▶ **Directions**
A - According to the fashion blog page, how large will the upcoming sale discounts be?
B - Carry on writing the fashion blog page from its final line.

▶ **Document**
######
Wednesday, April 30, 2008

totally into this final fantasy and ed droste cover of "possibly maybe." it reminds me of when you were 17 and thought that bjork was the most important artist alive b/c SHE DID WHAT SHE WANTED TO DO and she wore BERNHARD WILHELM AND THINGS YOU COULD ONLY BUY AT SEVEN NEW YORK before people were on that tip and when you used to try and imagine her and matthew barney fucking in ectoplasmic goop on top of the chrysler building. also, i love ed droste and his big gay nose. yo soy has a crush on you. please appear shirtless more often.

sales s/s 2008

dudes, i've been swamped with work (the LAW NEVER STOPS), but it's coming up on that time. everything will be 40% off and downwards in a couple weeks, so time to start contemplating which pieces i'll be looking out for. i haven't been as vigilant as i have in the past about what stores bought what, but here's what i'd like:



balenc shorts and tiny jacket(not too crazy about the balenc men's gladiator open-toed sandals)


dries shirt


jil shorts


i saw the full length version of these jeans at den the other day but i'm afraid that the second i buy them, AA will come out with flourescent highlighter slim slacks and i'll be pissed i paid that much money for them.




all men.style.com

wtfendi?! it's actually really good in that luxe patrik ervell lite kinda way. those shorts in the 2nd one are fairly amazing and i would wear that entire first look. the pants in the third one are totally totally totally good even if they are kinda a prada gabardine stirup pant rip off. this is from the same house who brought us these:

which i had described to a friend as looking like the kind of shoes a vietnamese stripper would buy from the 99 cent store after having just tricked her way into america and then propped up on a retarded kitten heel. who the fuck even sell's fendi men's?! i will actually be actively looking now.

Sunday, April 27, 2008

where's poliopoliopolio?

photo courtesy of the ridiculously awesome louise.
######
▶ **Data provided**
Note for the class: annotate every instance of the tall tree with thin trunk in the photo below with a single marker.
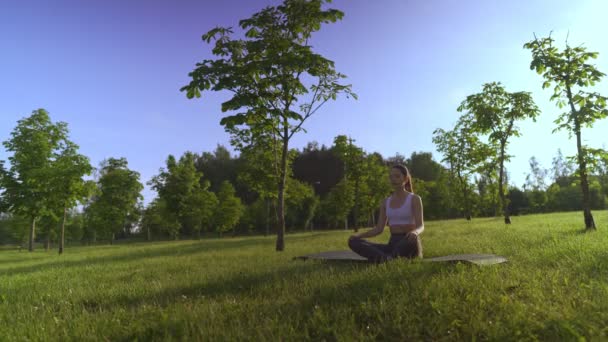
######
▶ **Solved problems**
A - Everything will be 40% off and downwards.

B -
party was rad, company was TOTALLY RAD w/besos y fotos, the enthusiast, white lightning, beverly in her insane dries van notens, and brendan, mercedez, and other peeps i'm forgetting making it totally awesome. and of course our beautiful, gracious host dave black. dude this thing is starting to sound more like a blogroll than a party, but it was totally totally fun. i didn't really take many pictures so umm whatever. then i worked all weekend and did some spring cleaning. jealous??

OH, ps. while doing spring cleaning, i was clearing stuff off this easy chair i dump all my stuff on when i get home and realized that the following stuff had accumulated on the chair: a rumpled tuxedo and cummerbund, a fluorescent windbreaker crop-top, black jockstrap, the autobiography of alice b toklas, and this backpack that carmelle gave me years ago:

Friday, April 25, 2008

TONITE TONITE: DBLACK'S




i'll be there in a flourescent crop top. WILL YOU?
dudes, my new favorite thing in the world:


thanks, trevor!

Thursday, April 24, 2008


i believe that the james spader is the last remaining haircut for dudes our age to co-opt and rock as a means of subversion. we've done the 50's barber shop quarter thing, the pompadour, the morrissey pompadour, the lief erickson, but i think this has been left relatively untouched. i mean, i guess the dude from vampire weekend comes close:

but his is really more like a quasi-jake ryan.

Wednesday, April 23, 2008

dudes, i bought new checks:

april77 + cheap monday sample sale today:


not much BoO stuff, but i picked up a couple of shirts. no suiting whatsoever. all the april 77 stuff was $77. mostly colordives and other jeans-type things. some clothing. i got this wham! looking blazer:


frankie says "STUDY HARD FOR YOUR SATs." lots and lots of leftover cheap monday stuff. like $10 cords and lots and lots of $10 denim if you're into that. didn't peep the girl-y stuff but it looked like there were lots of things to cover your vaginas. i'd check it out if you're in the area, but probably not worth going out of your way for.

Tuesday, April 22, 2008

ok, so just to let you guys know, the only reality show worth watching (esp. if you only have fake cable like i do and only get lifetime movie network, bravo, and food network) is ace of cakes on the foodnetwork.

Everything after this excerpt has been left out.